▸ **APPLY WHAT YOU READ**:
1. Swap "masked photos" for "masked images" in the article on face mask photos and facial recognition between "To do that, they" and "they gathered online.", inclusive, and write out that passage.
2. Extend the article on face mask photos and facial recognition, starting after its final sentence.

▸ **PAGE TEXT**:
Researchers are crawling the internet for photos of people wearing face masks to improve facial recognition algorithms.
Your face mask selfies aren't just getting seen by your friends and family -- they're also getting collected by researchers looking to use them to improve facial recognition algorithms. CNET found thousands of face-masked selfies up for grabs in public data sets, with pictures taken directly from Instagram.
The COVID-19 pandemic is causing a surge in people wearing face masks, and facial recognition companies are scrambling to keep up. Face masks cover up a significant portion of what facial recognition needs to identify and detect people -- essentially threatening the future of a multimillion-dollar industry unless the technology can learn to recognize people beyond the coverings.
To do that, they need more masked photos to train their algorithms.
In April, researchers published the COVID19 Mask Image Dataset to Github, using more than 1,200 images collected from Instagram. A month earlier, researchers from China compiled a database with more than 5,000 masked photos they gathered online.
The creators behind the April database used their AI startup Workaround to help comb through the images and properly label them with masks on or off, said Wafaa Arbash, the company's CEO.
"We were inspired by all the companies that were launching free tools and everything they can do to help," Arbash said. "We have these public images from Instagram, so these are not private images. We were just searching and getting the right data."
Facial recognition companies have long used people's pictures without consent to train their algorithms. Civil liberty advocates contend that facial recognition technology threatens privacy and free speech, warning as well that there are almost no laws preventing abuse of the surveillance tools.

▸ **RECORDED DATA**:

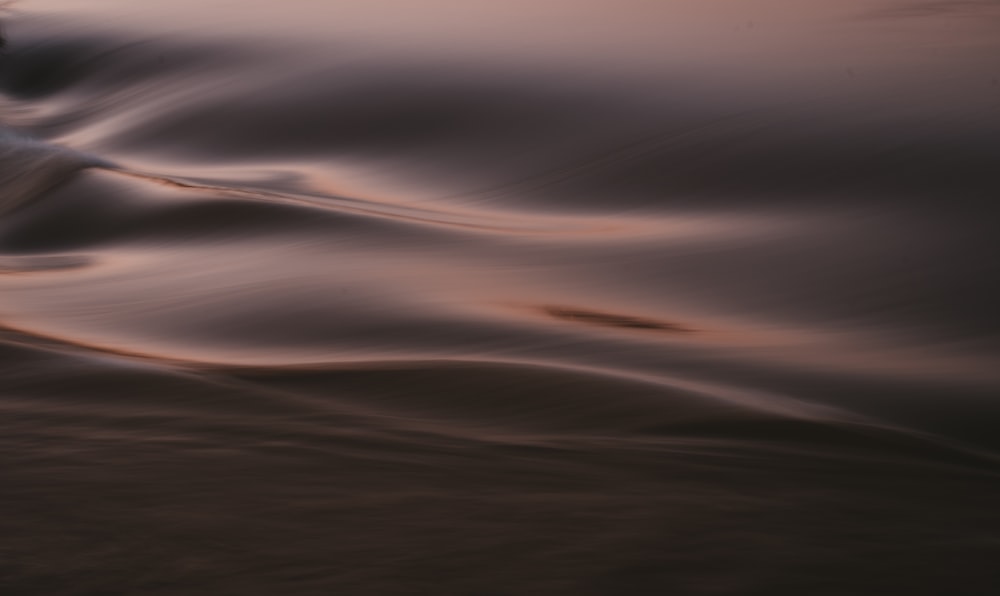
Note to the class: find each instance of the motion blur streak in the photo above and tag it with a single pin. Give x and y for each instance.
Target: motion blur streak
(391, 297)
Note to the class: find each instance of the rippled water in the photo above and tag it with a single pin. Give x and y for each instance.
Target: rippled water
(437, 297)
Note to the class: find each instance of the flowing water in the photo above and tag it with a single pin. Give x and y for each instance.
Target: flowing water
(400, 297)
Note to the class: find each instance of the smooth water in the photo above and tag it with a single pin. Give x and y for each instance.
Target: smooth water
(386, 297)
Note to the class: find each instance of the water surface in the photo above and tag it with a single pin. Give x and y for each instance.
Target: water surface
(438, 297)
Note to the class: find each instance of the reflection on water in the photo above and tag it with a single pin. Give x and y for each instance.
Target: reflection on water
(320, 297)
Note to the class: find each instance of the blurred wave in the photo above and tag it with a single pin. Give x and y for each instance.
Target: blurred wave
(321, 304)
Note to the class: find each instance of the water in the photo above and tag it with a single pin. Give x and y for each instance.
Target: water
(332, 297)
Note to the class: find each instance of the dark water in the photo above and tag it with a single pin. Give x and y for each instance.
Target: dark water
(430, 297)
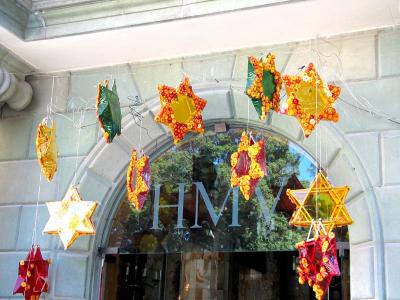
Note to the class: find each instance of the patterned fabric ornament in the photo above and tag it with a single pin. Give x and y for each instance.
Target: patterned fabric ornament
(138, 180)
(310, 99)
(32, 275)
(321, 196)
(318, 263)
(181, 110)
(46, 148)
(70, 218)
(248, 165)
(108, 111)
(264, 85)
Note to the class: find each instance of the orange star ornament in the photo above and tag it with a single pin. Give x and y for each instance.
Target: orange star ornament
(310, 99)
(248, 165)
(138, 180)
(321, 197)
(181, 110)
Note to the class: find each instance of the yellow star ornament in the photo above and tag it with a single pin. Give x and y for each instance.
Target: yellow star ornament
(181, 110)
(322, 201)
(310, 99)
(248, 165)
(70, 217)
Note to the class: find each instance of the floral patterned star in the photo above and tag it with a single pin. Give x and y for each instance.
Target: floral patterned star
(138, 180)
(32, 275)
(46, 147)
(248, 165)
(264, 84)
(321, 197)
(181, 110)
(108, 111)
(318, 263)
(310, 99)
(70, 218)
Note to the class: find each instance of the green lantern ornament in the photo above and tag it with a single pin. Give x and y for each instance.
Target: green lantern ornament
(108, 110)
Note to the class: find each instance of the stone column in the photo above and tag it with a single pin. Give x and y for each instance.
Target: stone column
(16, 93)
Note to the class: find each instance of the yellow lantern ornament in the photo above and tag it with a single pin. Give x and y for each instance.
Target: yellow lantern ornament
(310, 99)
(46, 147)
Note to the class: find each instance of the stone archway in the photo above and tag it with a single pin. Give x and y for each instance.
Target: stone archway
(102, 176)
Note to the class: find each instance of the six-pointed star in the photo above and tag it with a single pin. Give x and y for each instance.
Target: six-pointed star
(70, 218)
(181, 110)
(328, 199)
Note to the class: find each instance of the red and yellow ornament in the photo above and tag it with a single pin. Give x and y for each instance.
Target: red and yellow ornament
(248, 165)
(138, 180)
(181, 110)
(264, 85)
(310, 99)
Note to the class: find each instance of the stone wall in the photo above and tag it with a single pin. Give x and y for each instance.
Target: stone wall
(362, 150)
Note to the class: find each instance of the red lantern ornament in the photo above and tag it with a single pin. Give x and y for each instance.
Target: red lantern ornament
(32, 275)
(181, 110)
(318, 263)
(138, 180)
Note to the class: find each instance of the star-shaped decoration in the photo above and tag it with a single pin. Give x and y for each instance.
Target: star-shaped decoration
(328, 199)
(318, 263)
(70, 217)
(46, 147)
(108, 111)
(248, 165)
(138, 180)
(181, 110)
(32, 275)
(264, 85)
(310, 99)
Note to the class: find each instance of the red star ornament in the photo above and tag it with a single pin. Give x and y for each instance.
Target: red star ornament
(181, 110)
(318, 263)
(248, 165)
(32, 275)
(310, 99)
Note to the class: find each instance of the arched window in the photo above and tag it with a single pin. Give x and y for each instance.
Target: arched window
(196, 238)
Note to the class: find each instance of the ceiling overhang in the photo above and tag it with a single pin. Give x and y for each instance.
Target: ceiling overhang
(289, 21)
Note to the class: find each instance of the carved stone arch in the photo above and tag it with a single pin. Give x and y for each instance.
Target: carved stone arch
(102, 176)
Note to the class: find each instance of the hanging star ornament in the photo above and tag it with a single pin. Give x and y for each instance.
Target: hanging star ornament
(108, 111)
(138, 180)
(318, 263)
(248, 165)
(264, 85)
(70, 218)
(181, 110)
(46, 147)
(310, 99)
(32, 277)
(320, 201)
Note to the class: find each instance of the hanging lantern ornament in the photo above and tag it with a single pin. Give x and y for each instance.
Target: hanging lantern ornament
(318, 263)
(320, 201)
(248, 165)
(32, 277)
(181, 110)
(70, 218)
(46, 147)
(264, 85)
(138, 180)
(310, 99)
(108, 111)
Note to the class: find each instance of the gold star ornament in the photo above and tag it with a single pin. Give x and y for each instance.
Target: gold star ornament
(248, 165)
(181, 110)
(322, 201)
(70, 218)
(310, 99)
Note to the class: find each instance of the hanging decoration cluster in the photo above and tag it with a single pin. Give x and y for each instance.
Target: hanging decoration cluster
(32, 275)
(318, 263)
(309, 100)
(264, 85)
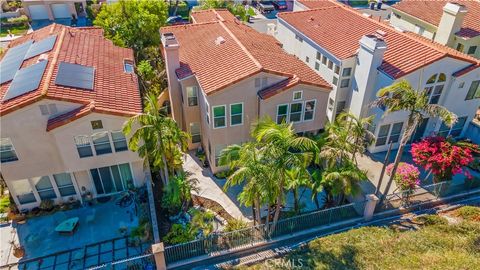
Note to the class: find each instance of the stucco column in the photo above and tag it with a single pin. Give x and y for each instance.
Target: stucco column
(158, 251)
(370, 205)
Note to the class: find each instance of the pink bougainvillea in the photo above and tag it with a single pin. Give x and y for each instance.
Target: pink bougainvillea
(444, 157)
(407, 176)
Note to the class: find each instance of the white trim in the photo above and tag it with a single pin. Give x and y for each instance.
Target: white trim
(230, 114)
(213, 116)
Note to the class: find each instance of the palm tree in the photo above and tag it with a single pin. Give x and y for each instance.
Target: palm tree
(401, 96)
(285, 150)
(158, 139)
(248, 161)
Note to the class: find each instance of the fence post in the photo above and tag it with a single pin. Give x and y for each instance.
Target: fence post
(158, 251)
(370, 205)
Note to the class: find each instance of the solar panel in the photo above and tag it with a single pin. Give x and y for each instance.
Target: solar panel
(74, 75)
(41, 46)
(12, 61)
(26, 80)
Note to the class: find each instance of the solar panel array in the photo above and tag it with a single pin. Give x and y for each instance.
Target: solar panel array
(41, 46)
(26, 80)
(12, 61)
(74, 75)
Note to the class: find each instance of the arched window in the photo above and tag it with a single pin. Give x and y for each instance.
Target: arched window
(434, 87)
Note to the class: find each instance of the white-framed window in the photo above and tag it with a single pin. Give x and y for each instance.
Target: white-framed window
(192, 97)
(296, 112)
(282, 113)
(434, 87)
(309, 113)
(101, 143)
(219, 116)
(236, 114)
(7, 151)
(347, 72)
(84, 147)
(297, 95)
(473, 91)
(119, 141)
(64, 184)
(44, 187)
(345, 83)
(195, 132)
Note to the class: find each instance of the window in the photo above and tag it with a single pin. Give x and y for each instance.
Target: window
(460, 47)
(309, 110)
(44, 187)
(474, 90)
(282, 113)
(84, 147)
(297, 95)
(236, 114)
(128, 66)
(296, 112)
(64, 184)
(49, 109)
(97, 124)
(192, 96)
(195, 132)
(344, 83)
(219, 116)
(7, 151)
(347, 72)
(472, 49)
(101, 143)
(119, 141)
(23, 191)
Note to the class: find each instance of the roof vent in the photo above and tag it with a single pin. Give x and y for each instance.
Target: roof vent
(219, 40)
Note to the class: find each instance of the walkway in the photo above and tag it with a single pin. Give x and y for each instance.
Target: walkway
(210, 187)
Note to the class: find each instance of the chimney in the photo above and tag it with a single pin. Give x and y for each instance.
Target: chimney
(369, 58)
(450, 23)
(171, 56)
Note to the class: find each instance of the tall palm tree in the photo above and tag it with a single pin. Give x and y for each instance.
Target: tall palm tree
(401, 96)
(285, 150)
(158, 139)
(250, 168)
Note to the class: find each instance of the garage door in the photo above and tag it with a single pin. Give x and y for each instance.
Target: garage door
(38, 12)
(61, 11)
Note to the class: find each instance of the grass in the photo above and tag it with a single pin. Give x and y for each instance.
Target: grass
(435, 246)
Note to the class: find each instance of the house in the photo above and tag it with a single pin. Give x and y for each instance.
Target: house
(65, 94)
(223, 76)
(53, 9)
(452, 23)
(359, 55)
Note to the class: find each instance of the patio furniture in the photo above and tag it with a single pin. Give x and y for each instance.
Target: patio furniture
(68, 226)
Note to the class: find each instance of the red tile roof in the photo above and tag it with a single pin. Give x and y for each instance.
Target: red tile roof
(338, 30)
(431, 12)
(220, 54)
(114, 92)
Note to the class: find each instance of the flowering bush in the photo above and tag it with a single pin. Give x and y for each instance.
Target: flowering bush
(444, 157)
(407, 176)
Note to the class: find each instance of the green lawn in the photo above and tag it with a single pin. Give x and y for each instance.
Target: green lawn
(435, 246)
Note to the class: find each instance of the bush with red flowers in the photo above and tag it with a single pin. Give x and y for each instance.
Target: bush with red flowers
(443, 157)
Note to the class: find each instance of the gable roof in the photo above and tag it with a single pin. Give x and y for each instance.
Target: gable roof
(339, 28)
(431, 11)
(222, 53)
(114, 91)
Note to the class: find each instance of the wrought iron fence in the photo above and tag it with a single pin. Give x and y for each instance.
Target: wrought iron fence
(223, 241)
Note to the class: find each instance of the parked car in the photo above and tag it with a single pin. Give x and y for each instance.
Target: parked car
(265, 6)
(280, 5)
(174, 20)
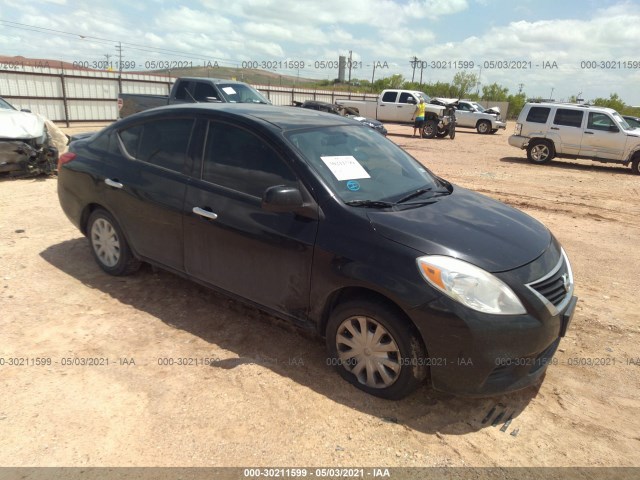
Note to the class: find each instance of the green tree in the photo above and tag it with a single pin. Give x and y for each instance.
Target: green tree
(516, 102)
(464, 83)
(495, 92)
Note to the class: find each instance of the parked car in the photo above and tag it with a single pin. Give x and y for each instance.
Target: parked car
(398, 106)
(315, 219)
(344, 111)
(564, 130)
(26, 146)
(634, 122)
(192, 90)
(473, 115)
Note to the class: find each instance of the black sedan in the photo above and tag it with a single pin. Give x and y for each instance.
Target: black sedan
(317, 220)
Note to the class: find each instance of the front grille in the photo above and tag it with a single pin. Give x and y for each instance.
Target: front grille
(553, 288)
(557, 286)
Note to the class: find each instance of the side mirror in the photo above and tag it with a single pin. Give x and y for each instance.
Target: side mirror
(288, 199)
(282, 199)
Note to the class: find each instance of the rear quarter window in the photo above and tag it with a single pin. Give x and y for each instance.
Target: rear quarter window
(161, 142)
(538, 114)
(568, 118)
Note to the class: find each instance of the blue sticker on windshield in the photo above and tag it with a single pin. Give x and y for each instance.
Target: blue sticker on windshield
(353, 185)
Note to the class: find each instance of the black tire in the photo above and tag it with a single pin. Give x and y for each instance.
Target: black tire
(430, 129)
(400, 368)
(109, 246)
(483, 127)
(539, 151)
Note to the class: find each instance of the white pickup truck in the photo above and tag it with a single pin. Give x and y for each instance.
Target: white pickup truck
(398, 106)
(473, 115)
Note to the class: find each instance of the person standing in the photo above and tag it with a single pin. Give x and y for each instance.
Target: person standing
(418, 115)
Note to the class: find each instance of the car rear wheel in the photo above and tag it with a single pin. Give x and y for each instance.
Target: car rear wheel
(430, 129)
(539, 151)
(375, 349)
(109, 246)
(484, 127)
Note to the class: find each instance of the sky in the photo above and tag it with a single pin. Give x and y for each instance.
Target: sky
(545, 48)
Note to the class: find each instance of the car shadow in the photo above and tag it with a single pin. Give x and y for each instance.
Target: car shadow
(569, 165)
(258, 338)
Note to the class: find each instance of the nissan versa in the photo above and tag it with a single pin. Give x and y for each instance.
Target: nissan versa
(322, 221)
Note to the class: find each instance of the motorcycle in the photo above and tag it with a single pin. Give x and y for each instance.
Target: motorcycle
(447, 125)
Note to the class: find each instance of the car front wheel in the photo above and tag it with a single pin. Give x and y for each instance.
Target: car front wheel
(375, 349)
(539, 151)
(108, 245)
(484, 127)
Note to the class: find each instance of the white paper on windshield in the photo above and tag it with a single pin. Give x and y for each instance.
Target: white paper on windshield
(345, 167)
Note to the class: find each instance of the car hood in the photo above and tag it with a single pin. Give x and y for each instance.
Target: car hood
(17, 125)
(468, 226)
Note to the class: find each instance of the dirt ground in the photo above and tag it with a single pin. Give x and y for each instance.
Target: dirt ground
(264, 395)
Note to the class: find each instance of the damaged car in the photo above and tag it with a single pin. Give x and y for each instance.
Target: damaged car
(343, 111)
(27, 142)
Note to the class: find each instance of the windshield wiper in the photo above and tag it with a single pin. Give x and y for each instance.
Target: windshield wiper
(414, 194)
(369, 203)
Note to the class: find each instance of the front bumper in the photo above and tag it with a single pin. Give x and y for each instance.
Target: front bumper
(490, 356)
(477, 354)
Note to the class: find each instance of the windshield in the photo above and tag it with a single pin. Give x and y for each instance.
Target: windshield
(426, 97)
(479, 107)
(623, 123)
(239, 93)
(360, 165)
(5, 104)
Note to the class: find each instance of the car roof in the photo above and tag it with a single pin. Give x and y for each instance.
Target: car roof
(577, 106)
(278, 117)
(211, 80)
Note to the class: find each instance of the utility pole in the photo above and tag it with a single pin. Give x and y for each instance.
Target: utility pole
(350, 55)
(119, 49)
(413, 63)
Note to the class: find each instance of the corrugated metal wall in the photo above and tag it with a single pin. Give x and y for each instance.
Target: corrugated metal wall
(84, 96)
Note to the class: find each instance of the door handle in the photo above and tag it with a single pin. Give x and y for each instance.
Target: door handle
(204, 213)
(113, 183)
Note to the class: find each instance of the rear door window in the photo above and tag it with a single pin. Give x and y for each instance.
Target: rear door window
(405, 97)
(538, 114)
(600, 121)
(390, 97)
(568, 118)
(237, 159)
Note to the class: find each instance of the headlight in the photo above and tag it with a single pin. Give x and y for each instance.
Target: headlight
(469, 285)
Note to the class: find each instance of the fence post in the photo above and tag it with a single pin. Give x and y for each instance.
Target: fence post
(64, 95)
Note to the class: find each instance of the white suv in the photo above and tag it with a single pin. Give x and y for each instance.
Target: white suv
(562, 130)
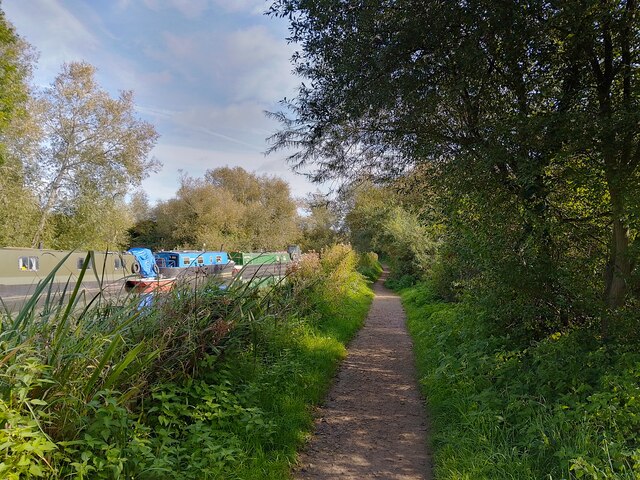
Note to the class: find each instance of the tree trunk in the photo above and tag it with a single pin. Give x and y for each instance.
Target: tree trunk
(51, 200)
(619, 263)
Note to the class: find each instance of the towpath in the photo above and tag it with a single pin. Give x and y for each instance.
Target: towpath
(372, 425)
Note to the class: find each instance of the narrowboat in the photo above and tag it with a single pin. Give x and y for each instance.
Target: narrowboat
(249, 265)
(187, 264)
(21, 269)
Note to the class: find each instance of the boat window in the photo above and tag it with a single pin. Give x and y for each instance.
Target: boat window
(81, 263)
(29, 264)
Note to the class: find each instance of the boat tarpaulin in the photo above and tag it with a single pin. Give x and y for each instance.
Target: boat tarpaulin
(146, 260)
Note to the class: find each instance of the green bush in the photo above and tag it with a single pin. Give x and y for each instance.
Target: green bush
(203, 384)
(369, 266)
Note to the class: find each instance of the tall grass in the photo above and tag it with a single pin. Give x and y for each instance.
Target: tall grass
(203, 383)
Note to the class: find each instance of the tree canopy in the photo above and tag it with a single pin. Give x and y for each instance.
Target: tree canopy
(526, 112)
(91, 146)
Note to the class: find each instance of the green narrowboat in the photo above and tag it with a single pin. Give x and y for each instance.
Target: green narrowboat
(250, 265)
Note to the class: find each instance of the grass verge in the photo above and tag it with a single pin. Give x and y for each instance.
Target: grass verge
(204, 384)
(562, 408)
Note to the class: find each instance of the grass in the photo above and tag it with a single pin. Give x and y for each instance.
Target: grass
(562, 408)
(203, 384)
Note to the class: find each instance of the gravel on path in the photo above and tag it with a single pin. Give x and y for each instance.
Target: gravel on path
(373, 424)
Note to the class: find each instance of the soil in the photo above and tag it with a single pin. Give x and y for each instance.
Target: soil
(373, 424)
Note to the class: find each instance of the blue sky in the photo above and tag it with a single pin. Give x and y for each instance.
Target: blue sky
(203, 72)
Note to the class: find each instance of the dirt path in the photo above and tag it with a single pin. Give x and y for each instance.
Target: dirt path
(373, 423)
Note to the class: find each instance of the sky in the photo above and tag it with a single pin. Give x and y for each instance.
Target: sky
(202, 71)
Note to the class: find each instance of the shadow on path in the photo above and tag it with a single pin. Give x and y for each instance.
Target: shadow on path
(373, 423)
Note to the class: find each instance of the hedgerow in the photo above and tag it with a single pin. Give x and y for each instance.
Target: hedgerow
(204, 384)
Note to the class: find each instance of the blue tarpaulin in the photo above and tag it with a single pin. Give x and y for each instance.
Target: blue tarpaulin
(146, 261)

▸ **RESULTS**:
1.
To do that, they need more masked images to train their algorithms.
In April, researchers published the COVID19 Mask Image Dataset to Github, using more than 1,200 images collected from Instagram. A month earlier, researchers from China compiled a database with more than 5,000 masked images they gathered online.

2.
Clearview AI, a controversial facial recognition company, claimed it has a First Amendment right to scrape more than 3 billion images from social networks to use for its database.
Governors in more than half of the US states are mandating face masks in public because the coverings help prevent the spread of COVID-19. The masks have also slowed down the spread of facial recognition, since the garments block key parts of your face that the technology usually analyzes.
Some facial recognition providers have turned to asking their own staffers to send in face-masked selfies, as well as editing masks on top of the photos that they already have. Digitally adding masks to photos is how the US National Institute of Standards and Technology plans on testing facial recognition algorithms.
But there are only so many employees a company can ask to take selfies, and edited face mask photos may not be as effective as organic images for training algorithms. Facial recognition companies also need a diverse set of pictures so the algorithms can better recognize women, people of color, people of different ages and a variety of mask types.
For her company's public database, Arbash said the photos came from searching on Instagram with hashtags related to masks. They gathered about 3,000 pictures from the social media platform, but narrowed it down to a set of 1,200 photos. The sample images posted included a child's photo as part of the set -- Arbash said it was a possible error that this picture ended up in its database.
Arbash said they didn't ask the people included in the database for permission to use their face mask selfies to help develop facial recognition, and that if they wanted to be excluded, they could make their pages private. The people included aren't aware they're in this data set, she said.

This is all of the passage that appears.